"""
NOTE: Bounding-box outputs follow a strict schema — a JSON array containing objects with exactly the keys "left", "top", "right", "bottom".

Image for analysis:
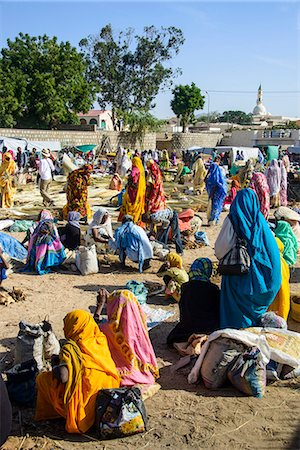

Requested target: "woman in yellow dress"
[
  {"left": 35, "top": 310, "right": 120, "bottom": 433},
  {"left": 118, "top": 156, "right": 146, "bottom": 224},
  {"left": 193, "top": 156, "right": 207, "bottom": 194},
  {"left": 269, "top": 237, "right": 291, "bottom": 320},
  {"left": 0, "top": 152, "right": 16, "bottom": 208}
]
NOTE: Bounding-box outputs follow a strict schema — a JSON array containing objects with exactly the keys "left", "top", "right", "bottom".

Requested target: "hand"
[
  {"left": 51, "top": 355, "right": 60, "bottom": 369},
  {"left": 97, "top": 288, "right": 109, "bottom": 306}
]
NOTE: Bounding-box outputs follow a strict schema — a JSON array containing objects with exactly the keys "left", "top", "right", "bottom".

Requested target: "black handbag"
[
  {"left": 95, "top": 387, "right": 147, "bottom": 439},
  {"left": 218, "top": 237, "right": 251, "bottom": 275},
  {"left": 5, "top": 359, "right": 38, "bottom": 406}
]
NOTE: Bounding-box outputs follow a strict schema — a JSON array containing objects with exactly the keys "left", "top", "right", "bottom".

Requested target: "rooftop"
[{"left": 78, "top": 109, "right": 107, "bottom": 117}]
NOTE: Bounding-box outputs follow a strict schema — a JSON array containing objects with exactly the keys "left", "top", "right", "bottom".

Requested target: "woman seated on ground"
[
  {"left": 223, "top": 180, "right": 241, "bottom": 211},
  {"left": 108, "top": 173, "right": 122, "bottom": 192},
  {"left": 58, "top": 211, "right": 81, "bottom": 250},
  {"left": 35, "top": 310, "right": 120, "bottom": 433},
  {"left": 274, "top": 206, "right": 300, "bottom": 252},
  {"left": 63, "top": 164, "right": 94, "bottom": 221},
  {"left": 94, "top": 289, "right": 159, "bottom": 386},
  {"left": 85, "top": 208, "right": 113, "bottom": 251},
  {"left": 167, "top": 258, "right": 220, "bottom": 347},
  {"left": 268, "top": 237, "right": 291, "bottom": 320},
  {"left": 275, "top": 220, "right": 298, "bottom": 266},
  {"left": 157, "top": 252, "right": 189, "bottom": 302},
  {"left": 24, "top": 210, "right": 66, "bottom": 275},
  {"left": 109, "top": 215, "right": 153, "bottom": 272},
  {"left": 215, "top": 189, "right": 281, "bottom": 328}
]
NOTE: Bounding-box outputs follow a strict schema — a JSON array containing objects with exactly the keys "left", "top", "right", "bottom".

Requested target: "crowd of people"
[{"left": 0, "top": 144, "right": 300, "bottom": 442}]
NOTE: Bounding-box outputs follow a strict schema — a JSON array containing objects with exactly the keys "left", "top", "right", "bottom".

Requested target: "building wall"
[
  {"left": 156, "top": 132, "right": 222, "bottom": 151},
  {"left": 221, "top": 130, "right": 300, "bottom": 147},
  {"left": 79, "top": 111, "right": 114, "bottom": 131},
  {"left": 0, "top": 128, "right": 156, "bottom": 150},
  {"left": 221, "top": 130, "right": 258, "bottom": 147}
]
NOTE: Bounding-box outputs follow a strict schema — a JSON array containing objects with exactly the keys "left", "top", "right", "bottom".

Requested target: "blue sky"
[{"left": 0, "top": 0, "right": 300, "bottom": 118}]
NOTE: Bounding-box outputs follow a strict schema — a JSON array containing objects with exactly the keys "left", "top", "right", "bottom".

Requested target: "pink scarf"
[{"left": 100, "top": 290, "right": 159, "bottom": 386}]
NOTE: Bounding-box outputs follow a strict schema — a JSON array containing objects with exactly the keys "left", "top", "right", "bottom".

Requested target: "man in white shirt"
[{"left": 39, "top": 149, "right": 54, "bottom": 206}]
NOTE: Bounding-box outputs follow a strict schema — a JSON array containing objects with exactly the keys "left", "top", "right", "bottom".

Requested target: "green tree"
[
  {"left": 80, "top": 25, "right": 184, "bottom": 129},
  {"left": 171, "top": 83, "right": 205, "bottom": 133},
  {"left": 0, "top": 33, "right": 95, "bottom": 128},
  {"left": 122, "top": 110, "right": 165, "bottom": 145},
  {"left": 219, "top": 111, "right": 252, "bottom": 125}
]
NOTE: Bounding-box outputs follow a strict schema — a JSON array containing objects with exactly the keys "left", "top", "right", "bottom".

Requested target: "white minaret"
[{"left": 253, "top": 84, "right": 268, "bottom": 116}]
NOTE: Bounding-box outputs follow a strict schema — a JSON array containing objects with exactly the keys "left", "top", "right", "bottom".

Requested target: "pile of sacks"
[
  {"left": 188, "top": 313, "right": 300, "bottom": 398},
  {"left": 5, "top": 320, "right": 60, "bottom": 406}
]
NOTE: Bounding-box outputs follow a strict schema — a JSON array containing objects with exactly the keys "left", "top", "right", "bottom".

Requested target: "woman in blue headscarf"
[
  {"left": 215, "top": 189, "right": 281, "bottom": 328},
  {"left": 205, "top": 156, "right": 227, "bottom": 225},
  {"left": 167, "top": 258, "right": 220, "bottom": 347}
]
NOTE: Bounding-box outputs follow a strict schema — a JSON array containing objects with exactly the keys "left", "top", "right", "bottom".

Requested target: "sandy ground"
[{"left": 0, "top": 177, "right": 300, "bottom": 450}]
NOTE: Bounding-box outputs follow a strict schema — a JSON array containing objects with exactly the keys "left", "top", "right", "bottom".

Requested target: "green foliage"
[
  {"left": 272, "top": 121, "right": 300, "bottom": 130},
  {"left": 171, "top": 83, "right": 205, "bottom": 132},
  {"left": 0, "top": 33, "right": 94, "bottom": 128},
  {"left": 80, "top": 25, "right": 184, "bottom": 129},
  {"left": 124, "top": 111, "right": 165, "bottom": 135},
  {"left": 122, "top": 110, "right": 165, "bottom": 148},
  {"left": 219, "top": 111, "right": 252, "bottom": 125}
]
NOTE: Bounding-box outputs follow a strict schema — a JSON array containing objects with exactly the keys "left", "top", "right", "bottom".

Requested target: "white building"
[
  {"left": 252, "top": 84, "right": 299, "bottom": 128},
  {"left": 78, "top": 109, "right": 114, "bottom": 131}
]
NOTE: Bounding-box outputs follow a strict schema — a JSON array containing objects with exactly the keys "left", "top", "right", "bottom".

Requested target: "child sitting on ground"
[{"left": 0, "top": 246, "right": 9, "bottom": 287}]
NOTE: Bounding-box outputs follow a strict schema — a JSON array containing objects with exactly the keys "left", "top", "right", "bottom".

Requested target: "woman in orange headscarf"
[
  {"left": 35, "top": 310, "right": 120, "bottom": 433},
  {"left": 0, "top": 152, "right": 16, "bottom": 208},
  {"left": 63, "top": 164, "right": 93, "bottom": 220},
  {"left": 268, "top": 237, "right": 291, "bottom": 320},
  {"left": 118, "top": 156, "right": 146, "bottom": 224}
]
"""
Show each line from the items above that contains the word "woman".

Requested target: "woman in yellow dress"
Requested target: "woman seated on ground"
Requested target: "woman in blue headscarf"
Requested target: "woman in orange headscarf"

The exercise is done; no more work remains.